» Reading text:
* * * * *
McKee was badly wounded and another IRA volunteer killed in the gun battle, in which three loyalists also died. The battle finally put paid to the bitter Catholic taunt that IRA stood for "I Ran Away".

That fight for its very survival welded the Short Strand and its people to the republican movement. Former IRA man Anthony McIntyre, who hid out there while he was on the run in the 1970s, remembers a community that "was tough, resilient and generous... The owner of one of the homes I stayed in was later murdered by loyalists as he went about providing for his young family. The son of another couple met a similar fate. These people were outstanding; their hospitality always something to be remembered. They were a people worthy of nothing less than the highest regard."

Eight republicans, all from the area, were killed in the course of Troubles, but civilians suffered an even greater toll, 11 dying in mostly random sectarian attacks.

But by the time Robert McCartney's coffin was carried from St Matthew's Church six weeks ago, that seemingly unbreakable bond with the IRA was beginning to shatter. Hundreds of people joined a street vigil in protest at his murder by the IRA, and many talked of its volunteers as thugs, sadists and paedophiles who they now needed protection from.

On January 30, McCartney went to the gym to do some weightlifting and then for a drink with an old friend. They chose Magennis's bar, a new-wave Irish gastropub.

There were IRA men drinking in the bar, some of whom had returned from the Bloody Sunday commemorations in Derry that day. According to the McCartney family, a republican accused their brother of making a rude gesture to a woman in their group. "Do you know who I am?" he asked. McCartney knew who he was but would not apologise, saying he had done nothing wrong. A row ensued. McCartney's friend Brendan Devine's throat was slit and the two friends stumbled outside. A knife was taken from the kitchen and, outside the bar, McCartney was stabbed and beaten so badly he lost an eye. The IRA's latest statement refers only to him being beaten. Others in the Short Strand say he was battered with sewer rods before his head was stamped on. His family say the men went back into the pub, locked the doors, cleaned up, removed CCTV footage and did not call an ambulance. Picked up by a police patrol, McCartney died in hospital that night. His friend, whose throat was slit from ear to ear and stomach from navel to chest, survived.

The sisters have become another example of working-class Catholic women who are not prepared to accept the old rubric "Croppie lie down". Like the women who were the backbone of the civil rights and peace movements, and those who rose to prominence during the hunger strikes, they will not be easily silenced by any oppressor, either foreign or home-grown.
* * * * *
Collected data
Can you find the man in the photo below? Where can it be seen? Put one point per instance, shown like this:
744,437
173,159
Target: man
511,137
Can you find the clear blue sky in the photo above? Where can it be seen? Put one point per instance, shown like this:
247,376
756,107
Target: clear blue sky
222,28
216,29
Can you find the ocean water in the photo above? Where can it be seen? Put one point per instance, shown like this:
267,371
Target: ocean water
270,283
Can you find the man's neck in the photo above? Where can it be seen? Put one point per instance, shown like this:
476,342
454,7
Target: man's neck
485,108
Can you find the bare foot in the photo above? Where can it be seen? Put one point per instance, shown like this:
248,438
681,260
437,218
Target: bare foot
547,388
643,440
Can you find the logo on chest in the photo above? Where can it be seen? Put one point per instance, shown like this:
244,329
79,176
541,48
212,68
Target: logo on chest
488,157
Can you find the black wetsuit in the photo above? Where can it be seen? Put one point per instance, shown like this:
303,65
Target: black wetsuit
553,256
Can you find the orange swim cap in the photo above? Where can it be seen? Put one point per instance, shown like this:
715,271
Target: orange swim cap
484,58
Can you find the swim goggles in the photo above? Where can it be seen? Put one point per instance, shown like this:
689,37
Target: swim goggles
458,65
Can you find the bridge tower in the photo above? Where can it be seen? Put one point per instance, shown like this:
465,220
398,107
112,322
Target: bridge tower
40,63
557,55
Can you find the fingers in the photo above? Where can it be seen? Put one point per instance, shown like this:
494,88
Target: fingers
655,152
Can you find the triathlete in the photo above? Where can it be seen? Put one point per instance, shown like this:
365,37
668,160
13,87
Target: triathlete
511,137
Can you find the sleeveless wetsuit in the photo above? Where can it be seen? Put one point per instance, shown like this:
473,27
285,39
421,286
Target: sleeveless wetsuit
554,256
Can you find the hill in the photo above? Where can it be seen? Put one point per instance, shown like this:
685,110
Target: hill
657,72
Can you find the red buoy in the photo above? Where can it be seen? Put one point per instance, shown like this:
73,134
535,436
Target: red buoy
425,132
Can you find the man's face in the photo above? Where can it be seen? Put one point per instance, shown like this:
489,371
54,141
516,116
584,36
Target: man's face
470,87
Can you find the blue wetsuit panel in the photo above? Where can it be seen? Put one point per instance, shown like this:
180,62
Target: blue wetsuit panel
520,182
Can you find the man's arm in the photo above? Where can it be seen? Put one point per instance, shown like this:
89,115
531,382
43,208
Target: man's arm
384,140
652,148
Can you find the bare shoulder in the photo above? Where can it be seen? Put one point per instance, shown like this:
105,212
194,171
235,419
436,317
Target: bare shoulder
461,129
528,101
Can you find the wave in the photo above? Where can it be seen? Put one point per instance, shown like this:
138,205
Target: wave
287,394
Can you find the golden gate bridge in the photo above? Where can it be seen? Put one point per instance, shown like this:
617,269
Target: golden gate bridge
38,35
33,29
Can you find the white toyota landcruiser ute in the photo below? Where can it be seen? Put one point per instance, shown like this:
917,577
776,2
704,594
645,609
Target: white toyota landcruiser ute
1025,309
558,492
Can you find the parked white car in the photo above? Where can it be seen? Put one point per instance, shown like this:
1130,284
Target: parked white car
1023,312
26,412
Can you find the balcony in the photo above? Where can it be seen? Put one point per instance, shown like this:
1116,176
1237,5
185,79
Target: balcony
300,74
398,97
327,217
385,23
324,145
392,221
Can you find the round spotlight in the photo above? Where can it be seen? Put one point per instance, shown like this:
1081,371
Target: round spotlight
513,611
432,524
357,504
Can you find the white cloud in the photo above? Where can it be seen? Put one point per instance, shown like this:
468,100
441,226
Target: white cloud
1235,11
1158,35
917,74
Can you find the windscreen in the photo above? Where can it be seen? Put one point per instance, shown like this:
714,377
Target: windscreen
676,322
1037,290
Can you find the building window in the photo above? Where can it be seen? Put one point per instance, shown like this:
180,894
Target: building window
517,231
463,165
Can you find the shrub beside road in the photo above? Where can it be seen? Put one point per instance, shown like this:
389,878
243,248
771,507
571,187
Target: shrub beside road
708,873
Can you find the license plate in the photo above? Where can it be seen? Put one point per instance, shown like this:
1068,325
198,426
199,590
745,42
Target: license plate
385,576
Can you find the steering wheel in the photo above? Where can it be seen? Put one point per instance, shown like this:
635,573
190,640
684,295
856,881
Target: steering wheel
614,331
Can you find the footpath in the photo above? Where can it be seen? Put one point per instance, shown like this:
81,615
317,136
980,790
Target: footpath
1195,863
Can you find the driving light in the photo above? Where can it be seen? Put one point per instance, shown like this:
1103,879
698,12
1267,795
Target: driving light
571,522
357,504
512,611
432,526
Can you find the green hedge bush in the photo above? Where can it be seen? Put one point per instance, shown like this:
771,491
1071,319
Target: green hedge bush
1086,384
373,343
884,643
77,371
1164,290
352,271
* * * * *
» Assigned task: Please reproduce the passage on Robert McCartney's murder, beginning at the words "Eight republicans, all" and stopping after the words "new-wave Irish gastropub.".

» Completed exercise:
Eight republicans, all from the area, were killed in the course of Troubles, but civilians suffered an even greater toll, 11 dying in mostly random sectarian attacks.

But by the time Robert McCartney's coffin was carried from St Matthew's Church six weeks ago, that seemingly unbreakable bond with the IRA was beginning to shatter. Hundreds of people joined a street vigil in protest at his murder by the IRA, and many talked of its volunteers as thugs, sadists and paedophiles who they now needed protection from.

On January 30, McCartney went to the gym to do some weightlifting and then for a drink with an old friend. They chose Magennis's bar, a new-wave Irish gastropub.